- [Quoted passage]:
I'd be more than happy to assume the role of one of the militiamen. 

I've been a lurker on EN World for five or six years, and have never played in a PbP game due to a pretty steady opportunity to DM an ongoing campaign with some friends. 

Although I have not posted much during my years as a lurker (I don't want you to think I would ask to join and then never post) I'd love to play some CoC. I work full time and now have an adorable two-month old son at home who pretty much has precluded any chance to play in person with my usual gaming group. 

I'm presently catching up on reading the posts, as I only noticed the thread today, but should be able to get up to speed quickly. 

I'd also be willing to play Tisa if it would make for a smoother transition, but my first preference would be to assume an undeveloped character and flesh him out a bit. 

If I'm too late to join, no big deal, I'll continue to lurk with interest from nearby Wormtown.


----------



## Citizen Mane (Dec 10, 2005)

*Rookseye*: Well, that was quick.    I've been thinking about it as I've read your e-mail, and why don't you pick up one of the militiamen?  They're pretty much blank slates, so as long as the first name is James or Thomas, things should be fine.  Character generation rules are at the beginning of the thread.  Let me know if you have any questions.

*Everyone*: Why don't we run with this, and I can NPC Tisa for the meantime?

Nick


----------



## Rookseye (Dec 10, 2005)

'Lo and behold, lurker no more, you even got me to make my first post! I figured I had to strike quickly given the qualilty of the game thus far. 

Honestly, I saw a great opportunity I couldn't pass up, I've been extremely impressed with the  setting/story and everyone's characterizations. I just got up to date, re-reading all of the posts in each thread and should have 'Thomas' fleshed out in the RG before the day is over. Hopefully this leaves Tisa's player with a chance to resume play should he get the chance.

I'm a fifteen-year off and on player/keeper for CoC whose copy of the d20 version has a spine with nary a crack since the original read-through. I'm looking forward to giving it a go.

Just need to give a look back at Thomas' dialogue and actions so far to get a feel for what I can do with him, at a glance it looks like he will be fairly malleable to my concept. I should have him up in the RG before midnight tonight.


----------



## WargamerX (Dec 10, 2005)

Tisa as an NPC is fine with me.


----------



## Rookseye (Dec 11, 2005)

OK, Thomas Sykes is posted to the rogue's gallery. Any feedback or errors noticed would be greatly appreciated.


----------



## Citizen Mane (Dec 11, 2005)

*Rookseye*: A quick glance didn't reveal anything too telling to me.  You'll be introduced into the main action very shortly (within the next move or two).  

Nick


----------



## taitzu52 (Dec 16, 2005)

Hey folks!

I’d like to apologize for my absence of late, but things could not be helped.  I hope this hasn’t disrupted your games too terribly much.

- [Record extracts]:

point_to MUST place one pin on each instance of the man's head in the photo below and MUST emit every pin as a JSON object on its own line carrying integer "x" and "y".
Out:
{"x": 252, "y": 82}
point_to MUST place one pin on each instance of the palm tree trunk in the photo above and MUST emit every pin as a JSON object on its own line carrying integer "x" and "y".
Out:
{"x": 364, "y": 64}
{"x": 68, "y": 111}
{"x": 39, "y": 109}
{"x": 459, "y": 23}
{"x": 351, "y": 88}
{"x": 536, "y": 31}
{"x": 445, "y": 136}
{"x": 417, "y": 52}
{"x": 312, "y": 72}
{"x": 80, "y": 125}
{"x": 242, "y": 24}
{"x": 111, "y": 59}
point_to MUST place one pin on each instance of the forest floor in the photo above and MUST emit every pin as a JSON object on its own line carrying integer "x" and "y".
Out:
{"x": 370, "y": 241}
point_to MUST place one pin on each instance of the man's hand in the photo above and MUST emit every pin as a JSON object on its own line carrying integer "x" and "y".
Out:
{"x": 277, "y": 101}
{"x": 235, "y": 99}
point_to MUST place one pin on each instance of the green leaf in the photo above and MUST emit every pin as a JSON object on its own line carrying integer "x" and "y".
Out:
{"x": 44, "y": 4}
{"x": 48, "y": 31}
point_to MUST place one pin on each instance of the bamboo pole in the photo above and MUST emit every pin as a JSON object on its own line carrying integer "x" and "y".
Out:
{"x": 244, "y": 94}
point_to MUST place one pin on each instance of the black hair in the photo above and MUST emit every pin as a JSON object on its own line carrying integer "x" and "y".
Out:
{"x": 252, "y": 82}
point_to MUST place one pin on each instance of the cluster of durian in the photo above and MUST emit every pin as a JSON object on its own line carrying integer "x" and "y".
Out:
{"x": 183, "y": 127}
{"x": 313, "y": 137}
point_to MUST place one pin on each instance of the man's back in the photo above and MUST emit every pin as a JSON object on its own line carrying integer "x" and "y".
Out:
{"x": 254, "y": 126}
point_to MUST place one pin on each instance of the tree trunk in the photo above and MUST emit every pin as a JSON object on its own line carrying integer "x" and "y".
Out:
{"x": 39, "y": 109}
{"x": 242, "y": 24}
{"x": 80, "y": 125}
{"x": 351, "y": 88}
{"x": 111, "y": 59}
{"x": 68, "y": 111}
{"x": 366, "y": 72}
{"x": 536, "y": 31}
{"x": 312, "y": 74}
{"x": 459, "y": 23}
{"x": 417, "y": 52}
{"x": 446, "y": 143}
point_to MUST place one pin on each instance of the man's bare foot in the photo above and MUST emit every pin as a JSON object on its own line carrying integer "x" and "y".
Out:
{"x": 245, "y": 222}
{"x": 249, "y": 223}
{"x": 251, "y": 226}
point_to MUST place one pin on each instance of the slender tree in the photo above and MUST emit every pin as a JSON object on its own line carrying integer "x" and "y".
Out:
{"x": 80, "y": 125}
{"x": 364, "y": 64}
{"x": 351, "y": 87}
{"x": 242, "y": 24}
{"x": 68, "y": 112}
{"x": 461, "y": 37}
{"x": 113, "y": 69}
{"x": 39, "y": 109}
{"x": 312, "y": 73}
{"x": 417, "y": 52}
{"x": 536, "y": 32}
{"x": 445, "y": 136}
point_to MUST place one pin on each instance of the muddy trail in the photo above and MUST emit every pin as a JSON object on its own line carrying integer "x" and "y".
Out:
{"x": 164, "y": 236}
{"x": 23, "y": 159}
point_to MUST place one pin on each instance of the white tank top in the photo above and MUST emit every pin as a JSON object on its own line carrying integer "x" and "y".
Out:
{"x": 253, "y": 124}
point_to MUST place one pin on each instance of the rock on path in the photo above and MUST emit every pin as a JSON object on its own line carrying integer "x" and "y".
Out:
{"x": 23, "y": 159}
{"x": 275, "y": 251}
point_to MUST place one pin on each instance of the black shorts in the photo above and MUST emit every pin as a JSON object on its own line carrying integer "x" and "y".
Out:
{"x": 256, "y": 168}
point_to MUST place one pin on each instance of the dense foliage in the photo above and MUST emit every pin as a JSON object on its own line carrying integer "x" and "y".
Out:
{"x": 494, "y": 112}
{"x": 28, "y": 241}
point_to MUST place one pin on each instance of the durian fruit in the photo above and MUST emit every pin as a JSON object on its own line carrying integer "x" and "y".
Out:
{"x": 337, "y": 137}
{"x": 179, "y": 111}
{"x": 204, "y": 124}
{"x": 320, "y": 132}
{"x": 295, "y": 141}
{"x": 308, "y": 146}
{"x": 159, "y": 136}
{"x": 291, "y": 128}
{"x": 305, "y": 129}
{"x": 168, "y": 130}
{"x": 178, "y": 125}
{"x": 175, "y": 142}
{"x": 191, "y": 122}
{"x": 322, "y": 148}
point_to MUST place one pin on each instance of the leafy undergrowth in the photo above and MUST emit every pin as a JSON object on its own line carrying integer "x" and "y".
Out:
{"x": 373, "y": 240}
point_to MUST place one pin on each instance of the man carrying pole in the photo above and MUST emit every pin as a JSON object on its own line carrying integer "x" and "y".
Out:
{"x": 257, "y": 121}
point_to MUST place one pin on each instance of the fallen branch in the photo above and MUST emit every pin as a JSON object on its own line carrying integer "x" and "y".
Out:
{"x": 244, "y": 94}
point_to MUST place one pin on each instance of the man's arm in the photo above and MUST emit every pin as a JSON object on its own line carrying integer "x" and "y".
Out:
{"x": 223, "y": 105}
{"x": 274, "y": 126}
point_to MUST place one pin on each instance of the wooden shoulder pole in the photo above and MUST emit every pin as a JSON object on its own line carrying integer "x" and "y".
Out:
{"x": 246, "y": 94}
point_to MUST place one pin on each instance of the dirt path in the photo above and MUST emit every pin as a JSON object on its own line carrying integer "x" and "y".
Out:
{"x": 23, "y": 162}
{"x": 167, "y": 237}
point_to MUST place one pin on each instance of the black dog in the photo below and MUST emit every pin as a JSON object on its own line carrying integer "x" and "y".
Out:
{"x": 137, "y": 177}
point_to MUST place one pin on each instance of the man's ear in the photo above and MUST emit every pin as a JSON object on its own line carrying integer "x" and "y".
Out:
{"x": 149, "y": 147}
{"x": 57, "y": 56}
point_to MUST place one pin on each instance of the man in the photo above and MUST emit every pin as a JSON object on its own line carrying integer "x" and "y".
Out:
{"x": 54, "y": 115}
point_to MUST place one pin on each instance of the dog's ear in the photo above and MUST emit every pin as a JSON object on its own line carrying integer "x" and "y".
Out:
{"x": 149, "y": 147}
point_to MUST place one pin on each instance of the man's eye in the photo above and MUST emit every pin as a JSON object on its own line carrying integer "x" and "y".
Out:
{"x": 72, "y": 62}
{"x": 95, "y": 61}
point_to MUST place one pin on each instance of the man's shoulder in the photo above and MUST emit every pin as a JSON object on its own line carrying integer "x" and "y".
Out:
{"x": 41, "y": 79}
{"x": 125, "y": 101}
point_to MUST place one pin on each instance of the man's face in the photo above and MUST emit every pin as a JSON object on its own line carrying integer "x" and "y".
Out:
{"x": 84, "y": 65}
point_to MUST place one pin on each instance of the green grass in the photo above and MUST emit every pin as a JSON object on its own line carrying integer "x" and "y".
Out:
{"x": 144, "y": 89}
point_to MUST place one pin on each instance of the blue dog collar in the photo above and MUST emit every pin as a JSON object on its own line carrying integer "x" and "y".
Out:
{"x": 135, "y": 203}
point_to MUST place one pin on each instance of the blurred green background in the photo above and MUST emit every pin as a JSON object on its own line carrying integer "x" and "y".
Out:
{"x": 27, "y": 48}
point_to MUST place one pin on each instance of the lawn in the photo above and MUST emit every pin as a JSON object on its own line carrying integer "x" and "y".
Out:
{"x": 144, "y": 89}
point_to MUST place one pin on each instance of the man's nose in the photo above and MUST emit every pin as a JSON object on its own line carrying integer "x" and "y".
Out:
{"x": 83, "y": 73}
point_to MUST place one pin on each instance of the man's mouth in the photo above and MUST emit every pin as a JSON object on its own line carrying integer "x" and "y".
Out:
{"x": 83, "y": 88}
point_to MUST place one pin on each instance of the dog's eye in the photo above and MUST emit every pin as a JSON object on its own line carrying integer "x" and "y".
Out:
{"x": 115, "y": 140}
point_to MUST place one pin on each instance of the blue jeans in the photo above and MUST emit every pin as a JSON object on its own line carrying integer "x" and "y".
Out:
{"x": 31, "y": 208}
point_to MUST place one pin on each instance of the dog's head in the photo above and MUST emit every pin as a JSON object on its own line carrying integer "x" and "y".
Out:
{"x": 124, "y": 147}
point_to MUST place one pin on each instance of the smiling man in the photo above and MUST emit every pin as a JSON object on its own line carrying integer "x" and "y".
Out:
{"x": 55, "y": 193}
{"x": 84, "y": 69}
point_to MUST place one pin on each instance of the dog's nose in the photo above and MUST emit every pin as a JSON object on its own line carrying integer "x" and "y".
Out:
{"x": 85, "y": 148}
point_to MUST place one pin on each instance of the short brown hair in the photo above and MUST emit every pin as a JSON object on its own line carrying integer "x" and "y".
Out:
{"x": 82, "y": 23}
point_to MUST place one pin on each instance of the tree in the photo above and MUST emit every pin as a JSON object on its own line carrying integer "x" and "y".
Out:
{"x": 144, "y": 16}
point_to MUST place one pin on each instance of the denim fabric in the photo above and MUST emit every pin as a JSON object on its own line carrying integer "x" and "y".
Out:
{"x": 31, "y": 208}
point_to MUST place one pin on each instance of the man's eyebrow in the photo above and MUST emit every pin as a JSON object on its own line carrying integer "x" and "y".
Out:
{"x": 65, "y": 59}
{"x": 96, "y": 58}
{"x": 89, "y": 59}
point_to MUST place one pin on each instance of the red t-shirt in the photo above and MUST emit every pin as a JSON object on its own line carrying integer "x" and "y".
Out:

- [Objective A]:
Using the forum thread about joining the play-by-post game, decide whether each statement agrees with it: (i) the first poster had played in play-by-post games before; (ii) Citizen Mane said a new militiaman's first name should be James or Thomas; (iii) WargamerX objected to Tisa being run as an NPC. Answer yes or no for each, quoting the words of the thread that decide it.
- [Objective B]:
From the forum thread about joining the play-by-post game, return the passage between "I'd also be" and "Mane (Dec 10, 2005)", inclusive.
- [Objective C]:
Carry the forum thread about joining the play-by-post game onward from its last sentence.

- [Right answer A]:
(i) No: "have never played in a PbP game"
(ii) Yes: "as long as the first name is James or Thomas, things should be fine"
(iii) No: "Tisa as an NPC is fine with me."

- [Right answer B]:
I'd also be willing to play Tisa if it would make for a smoother transition, but my first preference would be to assume an undeveloped character and flesh him out a bit. 

If I'm too late to join, no big deal, I'll continue to lurk with interest from nearby Wormtown.


----------



## Citizen Mane (Dec 10, 2005)

- [Right answer C]:
Unfortunately, it seems that my online difficulties will not be so easily abated.  My new job is not online, and my home access is non-existent.  So unfortunately, I will be forced to drop my games and take a general hiatus for PBP gaming for the foreseeable future.  

I apologize, and wish you all the best of luck until I may one day return, and devote my time to great games like this.

Peace,
Taitzu52

ps-no, I'm not just riding the frog's coat-tails.  Good try!


----------



## MummyKitty (Dec 17, 2005)

I've been following along the main story thread, just haven't had a chance to post lately.  Kajamba, I'm fine if you roll any of my required rolls; in the current scene I'm not sure where my character is at exactly.

I'm also fine with NPCing characters that are dropped until they can be worked out of the story or eaten by Cthulhu or his bretheren.  But that's up to you....

DANO


----------



## Citizen Mane (Dec 17, 2005)

*taitzu52*: That's a bummer, man, but I do understand.  Be well.  

*MummyKitty*: Understandable.  And knowing where you are (in the basement of the meetinghouse) isn't terrifically important.  You're there to see what's going on, and probably within a reasonable distance of the exploding Indian, but there isn't necessarily going to be combat here.

The catch, for me, is that a pretty strong hook was worked into Abcott's character background that I've been running with.  I can work around it, it'll just take me a bit to figure out how.  If there's someone out there that would like to pick up the character, that'd be cool, too, but I'm just not sure that I wouldn't rather NPC him.

Hmm.  I'll get back to y'all on this by midday on Sunday.

Nick


----------



## WargamerX (Dec 17, 2005)

Gads!  We've lost our interrogator and plot hook!

Hopefully, there is a lurker willing to move in.


----------



## Citizen Mane (Dec 17, 2005)

*WargamerX*: Yeah, I know.  :\   Anyhow, I've opened up recruiting again for both Abcott and James (the other militiaman).  Hopefully that'll get us up to speed.


----------



## Citizen Mane (Dec 21, 2005)

Hey, all.  Just wanted to check in.  I'll have a move up tonight or (more likely) tomorrow night.  My brother got into town yesterday, so I've been away from my computer.  In any case, there'll be a move before the holiday weekend.  Speaking of which, I'll be away entirely from the 23rd to the 26th — Happy Holidays, all.  

Nick


----------



## Committed Hero (Dec 21, 2005)

I'd like to play in either role, if it's still possible.


----------



## Citizen Mane (Dec 21, 2005)

*Committed Hero*: Yes, either one is still available.  You can jump right in with Abcott or whip up some stats for James; your call.

Nick


----------



## Committed Hero (Dec 22, 2005)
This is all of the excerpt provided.